-- Short exercise --
Please update the items below, replacing "one pin" with "a single pin" and leaving every other line unchanged.

-- Material provided --
——

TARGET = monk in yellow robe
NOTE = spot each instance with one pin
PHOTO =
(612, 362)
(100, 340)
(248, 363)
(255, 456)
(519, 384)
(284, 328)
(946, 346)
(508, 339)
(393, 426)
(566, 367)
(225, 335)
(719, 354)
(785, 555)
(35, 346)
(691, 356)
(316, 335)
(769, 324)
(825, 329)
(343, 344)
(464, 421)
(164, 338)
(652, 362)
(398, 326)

——

-- Result below --
TARGET = monk in yellow robe
NOTE = spot each instance with a single pin
PHOTO =
(612, 362)
(100, 340)
(248, 363)
(255, 456)
(519, 384)
(284, 328)
(946, 346)
(508, 339)
(393, 426)
(566, 367)
(225, 335)
(719, 354)
(785, 555)
(35, 346)
(691, 356)
(316, 335)
(769, 324)
(825, 329)
(343, 344)
(464, 421)
(164, 338)
(652, 362)
(398, 326)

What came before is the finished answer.